» PAGE:
For a perfect flawless install of a complete DTP workstation with all the tweaks and testing plan at least 6 hr. minimum per workstation. Start to finish with testing is typically 8-10 hours. This attention to detail means clients rarely have problems after you finish, which will now reliably run what are arguably some of the more complex and demanding applications in the PC world.
Our advice for sys admins is to actually learn something about these programs by using them a bit. Your DTP users need good reliable fonts (Type 1 recommended, no shareware True Type fonts), well calibrated and profiled monitors, as well as printer reliability and resolution atypical for the typical office user.
Look at the Distiller Troubleshooting Guide Font substitution and distilling errors will probably be the number one reason for support calls. Recommend to your users to avoid the Export to PDF function and separately create a postscript file. Then, use Distiller separately to create the PDF. It is our opinion and shared by many that the only reason to use Export to PDF is for bookmarks and hyperlinks in a PDF. The other option is to purchase the full Acrobat package, which can enable these features as well as other PDF editing options.

» TASK STATEMENT: Repeat the passage of the DTP workstation advice from "For a perfect" up to and including "the PC world.", word for word.

» MATERIAL:
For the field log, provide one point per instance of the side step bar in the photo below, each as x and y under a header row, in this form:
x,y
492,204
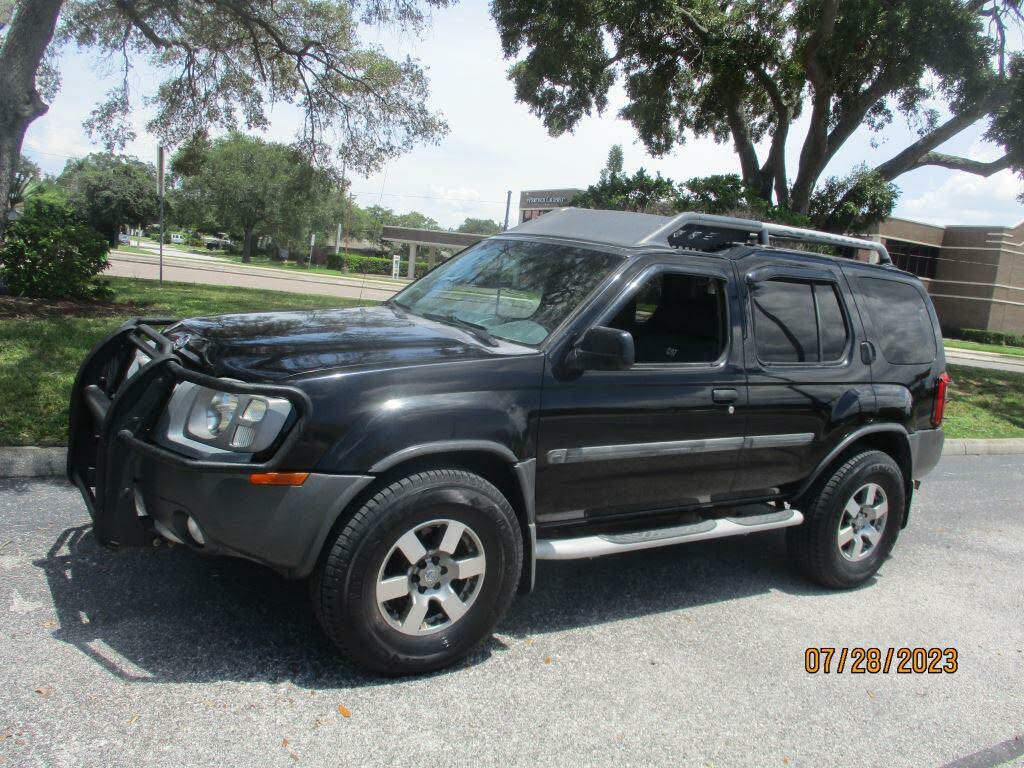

» ANSWER TO THE PROBLEM:
For a perfect flawless install of a complete DTP workstation with all the tweaks and testing plan at least 6 hr. minimum per workstation. Start to finish with testing is typically 8-10 hours. This attention to detail means clients rarely have problems after you finish, which will now reliably run what are arguably some of the more complex and demanding applications in the PC world.